Records from a point-labeling set
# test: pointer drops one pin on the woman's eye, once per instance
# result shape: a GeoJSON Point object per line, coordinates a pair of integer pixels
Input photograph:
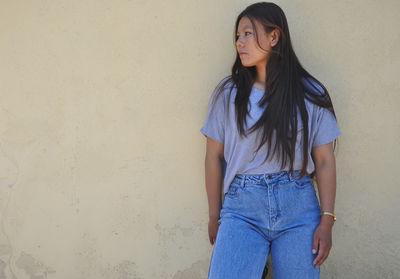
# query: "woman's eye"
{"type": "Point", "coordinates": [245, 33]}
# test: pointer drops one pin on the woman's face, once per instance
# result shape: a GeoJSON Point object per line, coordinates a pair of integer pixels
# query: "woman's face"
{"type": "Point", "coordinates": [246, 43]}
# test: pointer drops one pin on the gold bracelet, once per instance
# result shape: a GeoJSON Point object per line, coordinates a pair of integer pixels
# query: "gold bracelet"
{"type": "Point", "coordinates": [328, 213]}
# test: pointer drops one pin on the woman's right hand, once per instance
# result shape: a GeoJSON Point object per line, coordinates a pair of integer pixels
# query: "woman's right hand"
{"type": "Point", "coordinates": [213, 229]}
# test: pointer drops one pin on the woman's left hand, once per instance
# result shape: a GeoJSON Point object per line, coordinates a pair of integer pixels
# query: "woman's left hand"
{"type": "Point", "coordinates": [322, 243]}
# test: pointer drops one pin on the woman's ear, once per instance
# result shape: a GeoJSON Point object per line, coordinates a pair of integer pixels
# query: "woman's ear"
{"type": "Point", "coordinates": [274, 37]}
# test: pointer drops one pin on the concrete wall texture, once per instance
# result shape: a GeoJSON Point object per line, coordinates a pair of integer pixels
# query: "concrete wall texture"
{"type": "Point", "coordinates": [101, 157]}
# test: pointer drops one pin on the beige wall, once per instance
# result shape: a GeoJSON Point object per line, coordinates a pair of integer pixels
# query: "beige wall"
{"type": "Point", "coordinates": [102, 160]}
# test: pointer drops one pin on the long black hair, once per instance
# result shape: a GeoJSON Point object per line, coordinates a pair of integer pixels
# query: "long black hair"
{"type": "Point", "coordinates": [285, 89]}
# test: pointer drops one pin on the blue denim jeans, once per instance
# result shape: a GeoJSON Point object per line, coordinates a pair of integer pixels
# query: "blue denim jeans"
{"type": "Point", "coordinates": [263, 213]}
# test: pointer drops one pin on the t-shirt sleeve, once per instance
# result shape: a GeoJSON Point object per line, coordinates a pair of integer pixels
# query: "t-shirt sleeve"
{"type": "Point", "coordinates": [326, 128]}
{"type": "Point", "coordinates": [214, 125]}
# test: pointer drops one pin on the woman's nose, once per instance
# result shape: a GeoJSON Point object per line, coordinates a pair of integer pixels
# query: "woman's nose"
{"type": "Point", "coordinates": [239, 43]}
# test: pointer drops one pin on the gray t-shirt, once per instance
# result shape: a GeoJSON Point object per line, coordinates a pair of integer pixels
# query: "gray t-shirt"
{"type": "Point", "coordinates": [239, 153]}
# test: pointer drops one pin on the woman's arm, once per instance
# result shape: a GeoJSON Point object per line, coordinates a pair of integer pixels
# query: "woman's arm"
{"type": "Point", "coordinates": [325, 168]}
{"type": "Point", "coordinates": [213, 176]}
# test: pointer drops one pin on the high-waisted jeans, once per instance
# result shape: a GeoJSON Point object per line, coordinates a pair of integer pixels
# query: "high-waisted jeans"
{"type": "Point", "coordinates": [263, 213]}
* * *
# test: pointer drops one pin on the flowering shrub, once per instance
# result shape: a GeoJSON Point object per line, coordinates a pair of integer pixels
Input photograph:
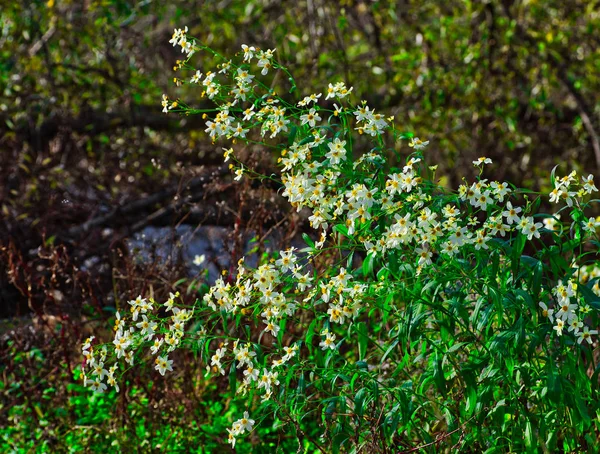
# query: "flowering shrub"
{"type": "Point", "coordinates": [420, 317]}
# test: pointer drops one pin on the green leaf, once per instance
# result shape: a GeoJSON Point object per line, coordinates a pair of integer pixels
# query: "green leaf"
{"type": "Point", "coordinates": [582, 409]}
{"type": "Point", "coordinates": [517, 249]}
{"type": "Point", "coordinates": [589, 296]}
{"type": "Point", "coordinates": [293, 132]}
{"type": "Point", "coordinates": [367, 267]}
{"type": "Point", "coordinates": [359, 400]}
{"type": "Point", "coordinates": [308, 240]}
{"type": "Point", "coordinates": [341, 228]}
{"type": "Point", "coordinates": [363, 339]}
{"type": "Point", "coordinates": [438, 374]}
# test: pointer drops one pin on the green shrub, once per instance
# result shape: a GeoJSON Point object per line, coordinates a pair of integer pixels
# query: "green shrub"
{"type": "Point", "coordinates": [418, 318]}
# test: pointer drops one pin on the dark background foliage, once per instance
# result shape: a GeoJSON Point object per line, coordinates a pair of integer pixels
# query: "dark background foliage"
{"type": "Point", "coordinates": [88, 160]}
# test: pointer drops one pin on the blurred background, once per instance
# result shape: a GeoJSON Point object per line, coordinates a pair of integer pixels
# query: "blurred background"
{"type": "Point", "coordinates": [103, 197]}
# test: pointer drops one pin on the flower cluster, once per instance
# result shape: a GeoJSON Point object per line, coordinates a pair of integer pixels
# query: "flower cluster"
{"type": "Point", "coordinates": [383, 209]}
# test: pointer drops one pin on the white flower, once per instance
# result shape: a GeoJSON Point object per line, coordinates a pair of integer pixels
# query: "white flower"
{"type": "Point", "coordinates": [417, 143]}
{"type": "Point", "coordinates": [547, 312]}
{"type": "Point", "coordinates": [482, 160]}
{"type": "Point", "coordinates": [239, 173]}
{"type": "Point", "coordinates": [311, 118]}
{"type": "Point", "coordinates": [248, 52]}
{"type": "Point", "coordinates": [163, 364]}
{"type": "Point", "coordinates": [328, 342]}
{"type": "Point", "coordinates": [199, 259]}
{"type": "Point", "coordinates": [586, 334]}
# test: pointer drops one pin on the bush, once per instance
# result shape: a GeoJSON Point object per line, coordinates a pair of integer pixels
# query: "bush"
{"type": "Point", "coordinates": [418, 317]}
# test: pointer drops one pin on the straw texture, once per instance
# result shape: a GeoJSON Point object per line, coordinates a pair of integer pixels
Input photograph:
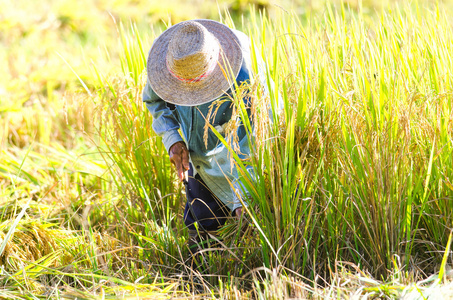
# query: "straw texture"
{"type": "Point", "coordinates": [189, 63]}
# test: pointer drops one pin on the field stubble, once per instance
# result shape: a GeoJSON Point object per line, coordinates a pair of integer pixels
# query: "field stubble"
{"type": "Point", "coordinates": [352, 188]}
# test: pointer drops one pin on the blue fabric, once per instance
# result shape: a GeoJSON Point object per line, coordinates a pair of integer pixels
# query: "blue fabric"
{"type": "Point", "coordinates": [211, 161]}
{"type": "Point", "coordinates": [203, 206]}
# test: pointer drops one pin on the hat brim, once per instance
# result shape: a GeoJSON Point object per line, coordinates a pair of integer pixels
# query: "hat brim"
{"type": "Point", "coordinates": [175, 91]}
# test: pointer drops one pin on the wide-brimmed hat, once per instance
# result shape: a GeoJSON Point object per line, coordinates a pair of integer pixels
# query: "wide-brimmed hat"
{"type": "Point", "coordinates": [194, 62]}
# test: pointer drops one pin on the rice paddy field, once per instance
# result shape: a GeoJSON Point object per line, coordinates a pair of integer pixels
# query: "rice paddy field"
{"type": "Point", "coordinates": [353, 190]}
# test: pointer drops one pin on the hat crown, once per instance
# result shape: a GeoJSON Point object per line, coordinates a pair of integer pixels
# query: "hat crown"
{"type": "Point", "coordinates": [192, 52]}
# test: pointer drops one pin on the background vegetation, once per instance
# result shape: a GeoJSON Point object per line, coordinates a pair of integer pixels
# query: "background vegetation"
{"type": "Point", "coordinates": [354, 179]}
...
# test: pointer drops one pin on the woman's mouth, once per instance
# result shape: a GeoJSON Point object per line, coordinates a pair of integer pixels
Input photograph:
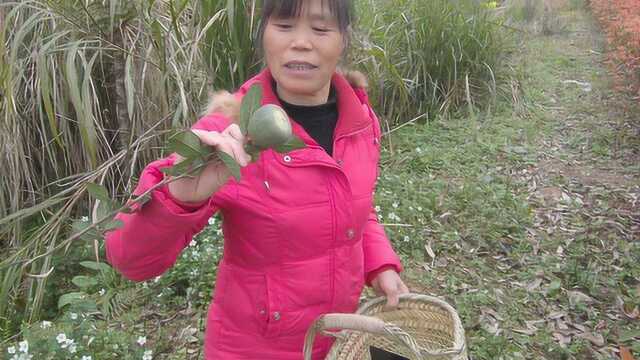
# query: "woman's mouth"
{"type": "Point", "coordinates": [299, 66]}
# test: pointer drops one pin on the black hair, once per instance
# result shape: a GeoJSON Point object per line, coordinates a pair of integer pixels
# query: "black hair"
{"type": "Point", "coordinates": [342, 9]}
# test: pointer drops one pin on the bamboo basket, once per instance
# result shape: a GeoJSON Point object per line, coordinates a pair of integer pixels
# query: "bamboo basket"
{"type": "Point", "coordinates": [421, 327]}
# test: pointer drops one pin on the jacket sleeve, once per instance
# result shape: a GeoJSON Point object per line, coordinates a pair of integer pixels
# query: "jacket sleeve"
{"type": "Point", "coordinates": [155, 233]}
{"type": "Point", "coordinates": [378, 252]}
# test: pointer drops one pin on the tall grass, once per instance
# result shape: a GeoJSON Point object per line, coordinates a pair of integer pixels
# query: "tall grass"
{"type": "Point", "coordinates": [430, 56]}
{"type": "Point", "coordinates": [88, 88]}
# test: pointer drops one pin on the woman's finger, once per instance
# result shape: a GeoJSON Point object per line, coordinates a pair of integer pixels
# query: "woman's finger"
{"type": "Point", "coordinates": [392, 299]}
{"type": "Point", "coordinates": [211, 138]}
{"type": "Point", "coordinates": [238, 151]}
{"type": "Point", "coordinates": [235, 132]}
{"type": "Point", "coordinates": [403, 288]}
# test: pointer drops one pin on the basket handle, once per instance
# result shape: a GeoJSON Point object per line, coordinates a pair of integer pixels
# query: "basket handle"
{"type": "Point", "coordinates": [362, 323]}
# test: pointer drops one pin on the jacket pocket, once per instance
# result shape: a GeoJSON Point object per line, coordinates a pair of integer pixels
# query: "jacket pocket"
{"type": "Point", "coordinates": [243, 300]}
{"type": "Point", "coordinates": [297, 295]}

## Given request
Return every line of the items that contains the word "face", treating uppercase and lowercase as different.

## Correct output
# test: pointer drops one pin on the woman's face, once per instance
# query: "woman's face"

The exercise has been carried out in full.